START Source

- Directed by: António Reis Margarida Cordeiro
- Screenplay by: António Reis Margarida Cordeiro
- Produced by: Pedro Paulo
- Starring: The inhabitants of Trás-os-Montes
- Cinematography: Acácio de Almeida
- Edited by: António Reis Margarida Cordeiro
- Production company: Centro Português de Cinema (CPC)
- Release date: 11 June 1976 (Lisbon);
- Running time: 111 minutes
- Country: Portugal
- Language: Portuguese

= Trás-os-Montes (film) =

Trás-os-Montes is a Portuguese independent docufictional and ethnofictional feature film, written, directed and edited by António Reis and Margarida Cordeiro and released in 1976. It takes its name from the Portuguese region of Trás-os-Montes from which the film emanated.

== Release and reception ==
Upon watching Trás-os-Montes the French filmmaker and anthropologist Jean Rouch wrote about the film:

For me, this film reveals a new cinematographic language.

END Source

Exercise goal:
Please pick up the article on the film Trás-os-Montes above and continue it from its last sentence. The records that follow play no role here.

START Provided records

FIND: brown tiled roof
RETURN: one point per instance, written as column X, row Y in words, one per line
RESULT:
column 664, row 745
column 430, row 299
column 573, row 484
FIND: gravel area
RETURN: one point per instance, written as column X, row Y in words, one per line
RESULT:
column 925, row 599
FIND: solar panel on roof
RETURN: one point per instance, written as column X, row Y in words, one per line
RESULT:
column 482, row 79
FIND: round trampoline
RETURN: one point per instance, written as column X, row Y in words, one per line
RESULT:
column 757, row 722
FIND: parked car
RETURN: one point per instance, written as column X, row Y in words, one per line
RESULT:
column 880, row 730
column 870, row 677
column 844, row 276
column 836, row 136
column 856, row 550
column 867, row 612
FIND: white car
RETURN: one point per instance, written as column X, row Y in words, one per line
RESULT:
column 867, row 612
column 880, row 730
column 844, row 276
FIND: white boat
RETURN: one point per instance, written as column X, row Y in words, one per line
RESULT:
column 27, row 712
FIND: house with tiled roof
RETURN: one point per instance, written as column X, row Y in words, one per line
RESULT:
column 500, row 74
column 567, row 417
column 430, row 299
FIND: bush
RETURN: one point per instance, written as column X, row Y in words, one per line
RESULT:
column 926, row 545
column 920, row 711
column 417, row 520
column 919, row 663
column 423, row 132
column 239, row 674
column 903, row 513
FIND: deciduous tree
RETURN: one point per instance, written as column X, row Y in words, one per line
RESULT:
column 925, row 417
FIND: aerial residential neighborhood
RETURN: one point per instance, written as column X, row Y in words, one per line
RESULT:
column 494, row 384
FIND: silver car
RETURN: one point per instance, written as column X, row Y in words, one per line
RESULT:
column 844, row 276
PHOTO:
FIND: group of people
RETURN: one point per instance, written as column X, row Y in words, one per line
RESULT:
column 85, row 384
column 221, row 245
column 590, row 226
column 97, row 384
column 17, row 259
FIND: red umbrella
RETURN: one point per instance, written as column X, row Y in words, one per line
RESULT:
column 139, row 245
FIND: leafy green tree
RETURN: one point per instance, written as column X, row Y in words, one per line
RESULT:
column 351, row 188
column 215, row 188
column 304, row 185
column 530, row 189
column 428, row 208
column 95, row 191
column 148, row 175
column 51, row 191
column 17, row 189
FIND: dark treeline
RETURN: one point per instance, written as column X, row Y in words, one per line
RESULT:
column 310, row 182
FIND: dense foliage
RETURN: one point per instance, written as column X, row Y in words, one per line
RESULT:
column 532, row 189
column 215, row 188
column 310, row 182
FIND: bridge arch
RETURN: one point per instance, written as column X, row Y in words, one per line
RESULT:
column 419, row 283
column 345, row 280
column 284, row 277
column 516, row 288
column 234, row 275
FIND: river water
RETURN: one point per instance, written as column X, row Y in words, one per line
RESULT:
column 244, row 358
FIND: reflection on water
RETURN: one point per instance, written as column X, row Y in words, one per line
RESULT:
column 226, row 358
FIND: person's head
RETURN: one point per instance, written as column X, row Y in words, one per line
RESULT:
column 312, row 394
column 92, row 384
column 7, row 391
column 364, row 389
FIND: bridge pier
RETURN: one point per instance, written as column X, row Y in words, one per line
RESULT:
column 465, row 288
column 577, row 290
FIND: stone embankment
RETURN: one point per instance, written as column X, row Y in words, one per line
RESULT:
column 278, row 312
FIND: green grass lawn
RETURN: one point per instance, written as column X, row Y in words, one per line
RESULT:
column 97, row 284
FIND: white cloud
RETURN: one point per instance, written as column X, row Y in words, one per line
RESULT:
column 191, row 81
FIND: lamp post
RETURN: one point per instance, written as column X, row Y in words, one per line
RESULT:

END Provided records

Final result:
Since its release, the film has been part of the official selection of numerous film festivals and events, from 1976 to nowadays, where it has been awarded several prizes. Among them are:
- 1976 – Toulon Film Festival – Special Prize of the Jury, Critics Award
- 1976 – Pesaro Film Festival – Critics Award
- 1976 – Bedford Film Festival
- 1976 – XI Challenge de Cartago
- 1977 – Mannheim Film Festival – Main Award of Mannheim
- 1977 – Rotterdam Film Festival
- 1977 – Anvers Film Festival
- 1977 – Bedalmena Film Festival
- 1977 – London Film Festival
- 1978 – Viermole Film Festival – Award for Best Film, Award for Best Directing
- 1978 – Belgrado Film Festival
- 1978 – Venice Film Festival
- 1978 – São Paulo's Mostra Internacional de Cinema
- 1979 – Lecce Film Festival – Honorable Mention to the Cinematography

In 2011, Trás-os-Montes was screened at the Jeonju International Film Festival, marking the beginning of the international rediscovery of the work of António Reis and Margarida Cordeiro.
In 2012, the film was screened in the United States at the Harvard Film Archive, the Anthology Film Archives, at the UCLA Film and Television Archives and at the Pacific Film Archive as part of The School of Reis program.

== See also ==
- Docufiction
- List of docufiction films

== External connections ==
- Jean Rouch's letter about Trás-os-Montes
- Serge Daney interview to António Reis about Trás-os-Montes (fr)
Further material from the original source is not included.